--- Extracted entries Enclosed Below ---

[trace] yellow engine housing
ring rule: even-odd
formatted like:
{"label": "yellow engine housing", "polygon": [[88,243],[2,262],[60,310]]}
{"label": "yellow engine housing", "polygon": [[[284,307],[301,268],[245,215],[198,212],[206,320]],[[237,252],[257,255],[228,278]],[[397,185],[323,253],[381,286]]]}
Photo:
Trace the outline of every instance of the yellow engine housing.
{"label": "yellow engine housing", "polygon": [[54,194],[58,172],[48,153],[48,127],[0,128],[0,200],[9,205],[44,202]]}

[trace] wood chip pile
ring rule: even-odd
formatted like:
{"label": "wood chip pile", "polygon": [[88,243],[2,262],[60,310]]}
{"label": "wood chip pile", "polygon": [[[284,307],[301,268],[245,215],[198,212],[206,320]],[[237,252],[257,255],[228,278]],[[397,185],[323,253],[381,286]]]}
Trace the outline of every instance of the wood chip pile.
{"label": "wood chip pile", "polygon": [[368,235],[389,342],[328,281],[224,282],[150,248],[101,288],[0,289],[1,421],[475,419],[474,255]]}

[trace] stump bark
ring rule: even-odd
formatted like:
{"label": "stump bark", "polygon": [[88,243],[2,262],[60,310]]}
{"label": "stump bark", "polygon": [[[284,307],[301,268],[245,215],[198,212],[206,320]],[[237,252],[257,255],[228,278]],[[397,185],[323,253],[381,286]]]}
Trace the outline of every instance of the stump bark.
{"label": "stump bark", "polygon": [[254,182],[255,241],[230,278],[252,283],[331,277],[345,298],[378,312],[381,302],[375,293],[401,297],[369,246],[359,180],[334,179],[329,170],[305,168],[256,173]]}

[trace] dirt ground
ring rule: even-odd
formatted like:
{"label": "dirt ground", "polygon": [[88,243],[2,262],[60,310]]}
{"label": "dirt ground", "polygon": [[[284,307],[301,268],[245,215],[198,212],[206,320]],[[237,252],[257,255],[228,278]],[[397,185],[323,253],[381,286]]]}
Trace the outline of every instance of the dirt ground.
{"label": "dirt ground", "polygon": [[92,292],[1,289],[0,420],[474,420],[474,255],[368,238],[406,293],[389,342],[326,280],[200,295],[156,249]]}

--- End of Enclosed Extracted entries ---

§ Assignment:
Repeat all of the data exactly. Include every line.

§ Your response:
[trace] yellow engine housing
ring rule: even-odd
formatted like:
{"label": "yellow engine housing", "polygon": [[88,243],[2,262],[60,310]]}
{"label": "yellow engine housing", "polygon": [[[284,307],[301,268],[245,215],[198,212],[206,320]],[[237,252],[257,255],[228,278]],[[397,185],[323,253],[381,286]]]}
Photo:
Trace the outline of every instance of the yellow engine housing.
{"label": "yellow engine housing", "polygon": [[54,194],[58,172],[48,153],[48,127],[0,128],[0,200],[9,205],[44,202]]}

[trace] wood chip pile
ring rule: even-odd
formatted like:
{"label": "wood chip pile", "polygon": [[88,243],[2,262],[60,310]]}
{"label": "wood chip pile", "polygon": [[[284,307],[301,268],[245,215],[198,212],[206,320]],[[237,252],[257,255],[228,278]],[[397,185],[323,253],[381,286]]]}
Trace the outline of every instance of the wood chip pile.
{"label": "wood chip pile", "polygon": [[368,235],[389,342],[328,281],[224,282],[150,248],[101,288],[0,289],[1,421],[475,419],[474,255]]}

[trace] stump bark
ring rule: even-odd
formatted like:
{"label": "stump bark", "polygon": [[88,243],[2,262],[60,310]]}
{"label": "stump bark", "polygon": [[[284,307],[301,268],[245,215],[198,212],[206,320]],[[237,252],[257,255],[228,278]],[[397,185],[323,253],[381,286]]]}
Trace the outline of every instance of the stump bark.
{"label": "stump bark", "polygon": [[254,182],[255,241],[230,278],[252,283],[331,277],[345,298],[378,312],[381,302],[375,293],[401,297],[369,246],[359,180],[334,179],[329,170],[305,168],[256,173]]}

[trace] dirt ground
ring rule: even-odd
formatted like:
{"label": "dirt ground", "polygon": [[88,243],[2,262],[60,310]]}
{"label": "dirt ground", "polygon": [[[284,307],[301,268],[245,215],[198,212],[206,320]],[[237,252],[257,255],[228,278]],[[397,185],[323,253],[381,286]]]}
Trace the outline of every instance of the dirt ground.
{"label": "dirt ground", "polygon": [[92,292],[1,289],[0,420],[474,420],[474,255],[368,238],[406,293],[389,342],[326,280],[200,295],[156,249]]}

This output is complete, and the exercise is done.